• [EXERCISE REQUIREMENTS]
a – According to the text on 25 Phocaea, who discovered the asteroid, and in what year?
b – Retype the passage from the text on 25 Phocaea that starts at "- Uncertainty parameter" and ends at "yr (1,358 days)".

*** TEXT Section Begins ***

Orbital characteristics
- Epoch 4 September 2017 (JD 2458000.5)
- Uncertainty parameter 0
- Observation arc: 157.44 yr (57,504 days)
- Aphelion: 3.0104 AU
- Perihelion: 1.7899 AU
- Semi-major axis: 2.4001 AU
- Eccentricity: 0.2543
- Orbital period (sidereal): 3.72 yr (1,358 days)
- Mean anomaly: 13.891°
- Mean motion: 0° 15^{m} 54.36^{s} / day
- Inclination: 21.606°
- Longitude of ascending node: 214.14°
- Argument of perihelion: 90.245°

Physical characteristics
- Dimensions: 61.05±2.46 km 61.054±2.463 km
- Mass: (5.99 ± 0.60) × 10^{17} kg
- Mean density: 2.21±0.44 g/cm^{3}
- Synodic rotation period: 9.9341±0.0002 h
- Geometric albedo: 0.189±0.005 0.2310±0.024 0.350±0.046
- Spectral type: Tholen = S SMASS = S · S B–V = 0.932 U–B = 0.513
- Absolute magnitude (H): 7.83 · 7.90±0.25

= 25 Phocaea =

Main-belt Phocaea asteroid

25 Phocaea (/foʊˈsiːə/) is a stony asteroid from the inner regions of the asteroid belt, approximately 75 kilometers in diameter. It is the parent body of the Phocaea family. Discovered by Jean Chacornac in 1853, it was named after the ancient Greek city of Phocaea.

*** TEXT Section Ends ***
*** DATA EXCERPTS Section Begins ***

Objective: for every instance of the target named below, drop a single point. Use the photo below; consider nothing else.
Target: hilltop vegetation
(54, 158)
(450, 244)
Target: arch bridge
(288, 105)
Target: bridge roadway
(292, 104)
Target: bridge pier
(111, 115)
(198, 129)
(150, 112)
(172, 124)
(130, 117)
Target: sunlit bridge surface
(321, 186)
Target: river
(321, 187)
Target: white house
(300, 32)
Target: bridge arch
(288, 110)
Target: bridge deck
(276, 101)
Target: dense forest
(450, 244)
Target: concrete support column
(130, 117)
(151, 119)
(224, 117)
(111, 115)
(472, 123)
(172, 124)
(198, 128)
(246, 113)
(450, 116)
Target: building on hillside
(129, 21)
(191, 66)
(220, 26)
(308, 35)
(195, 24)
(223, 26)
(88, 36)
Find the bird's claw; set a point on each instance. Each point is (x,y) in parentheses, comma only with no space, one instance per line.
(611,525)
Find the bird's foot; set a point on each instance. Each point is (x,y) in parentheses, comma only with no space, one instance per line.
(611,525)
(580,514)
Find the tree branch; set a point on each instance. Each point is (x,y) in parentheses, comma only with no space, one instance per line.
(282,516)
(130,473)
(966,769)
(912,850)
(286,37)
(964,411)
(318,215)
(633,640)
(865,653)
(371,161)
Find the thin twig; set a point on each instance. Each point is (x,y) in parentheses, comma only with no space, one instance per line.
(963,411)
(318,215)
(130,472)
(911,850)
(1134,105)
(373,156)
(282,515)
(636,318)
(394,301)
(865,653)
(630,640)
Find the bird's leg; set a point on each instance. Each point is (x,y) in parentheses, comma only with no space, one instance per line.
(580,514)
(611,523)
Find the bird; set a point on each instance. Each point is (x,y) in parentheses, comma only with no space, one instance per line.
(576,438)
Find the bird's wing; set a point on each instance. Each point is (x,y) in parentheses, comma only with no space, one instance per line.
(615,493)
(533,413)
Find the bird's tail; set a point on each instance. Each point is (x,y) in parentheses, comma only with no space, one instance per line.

*** DATA EXCERPTS Section Ends ***

• [PER-TASK ANSWERS]
a – Jean Chacornac discovered it in 1853.

b –
- Uncertainty parameter 0
- Observation arc: 157.44 yr (57,504 days)
- Aphelion: 3.0104 AU
- Perihelion: 1.7899 AU
- Semi-major axis: 2.4001 AU
- Eccentricity: 0.2543
- Orbital period (sidereal): 3.72 yr (1,358 days)